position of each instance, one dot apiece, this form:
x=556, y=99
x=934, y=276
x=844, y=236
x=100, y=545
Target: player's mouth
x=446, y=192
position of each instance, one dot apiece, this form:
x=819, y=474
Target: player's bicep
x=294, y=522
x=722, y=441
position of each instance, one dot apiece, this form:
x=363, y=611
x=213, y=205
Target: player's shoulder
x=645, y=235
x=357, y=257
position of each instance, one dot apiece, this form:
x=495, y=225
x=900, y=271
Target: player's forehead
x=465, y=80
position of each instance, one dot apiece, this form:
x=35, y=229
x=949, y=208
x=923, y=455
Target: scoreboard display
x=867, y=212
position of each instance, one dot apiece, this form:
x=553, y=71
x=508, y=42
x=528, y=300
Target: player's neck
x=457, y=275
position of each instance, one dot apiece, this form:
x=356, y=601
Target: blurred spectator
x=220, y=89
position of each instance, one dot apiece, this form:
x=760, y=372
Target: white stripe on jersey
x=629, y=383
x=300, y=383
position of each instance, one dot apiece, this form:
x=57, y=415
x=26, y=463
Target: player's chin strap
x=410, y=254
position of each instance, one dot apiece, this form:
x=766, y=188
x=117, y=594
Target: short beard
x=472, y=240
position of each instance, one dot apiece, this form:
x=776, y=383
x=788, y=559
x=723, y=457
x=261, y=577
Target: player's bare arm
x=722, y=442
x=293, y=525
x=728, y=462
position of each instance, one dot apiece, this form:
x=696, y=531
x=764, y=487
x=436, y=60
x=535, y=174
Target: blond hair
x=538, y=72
□ □ □ □ □
Please reproduce all the records above, substituting "Label" for every occurrence of "Target" and leaving everything else unchanged.

position of each instance, one dot apiece, this form:
x=556, y=99
x=934, y=276
x=844, y=236
x=100, y=545
Label: player's mouth
x=446, y=192
position of each instance, one dot apiece, this form:
x=819, y=474
Label: player's bicep
x=294, y=522
x=722, y=441
position of each instance, one dot apiece, this form:
x=363, y=611
x=213, y=205
Label: player's shoulder
x=645, y=235
x=357, y=257
position of each instance, one dot apiece, this form:
x=495, y=225
x=900, y=271
Label: player's forehead
x=465, y=80
position of each instance, one dot apiece, this form:
x=35, y=229
x=949, y=208
x=923, y=455
Label: scoreboard display
x=867, y=212
position of each instance, one dot apiece, this form:
x=553, y=71
x=508, y=42
x=528, y=300
Label: player's neck
x=457, y=275
position of each instance, one dot apiece, this form:
x=356, y=601
Label: blurred spectator
x=220, y=89
position of each instance, one dot apiece, this form:
x=760, y=372
Label: white stripe on jersey
x=629, y=383
x=300, y=383
position of each instance, one dot apiece, this form:
x=57, y=415
x=26, y=463
Label: player's chin strap
x=410, y=254
position of each instance, one dot apiece, this form:
x=766, y=188
x=117, y=594
Label: short beard
x=472, y=240
position of each instance, one dot apiece, this form:
x=776, y=383
x=788, y=559
x=723, y=457
x=261, y=577
Label: player's bare arm
x=722, y=442
x=293, y=525
x=728, y=462
position of each instance, one dot apiece, this form:
x=696, y=531
x=764, y=487
x=436, y=60
x=535, y=174
Label: blond hair
x=538, y=72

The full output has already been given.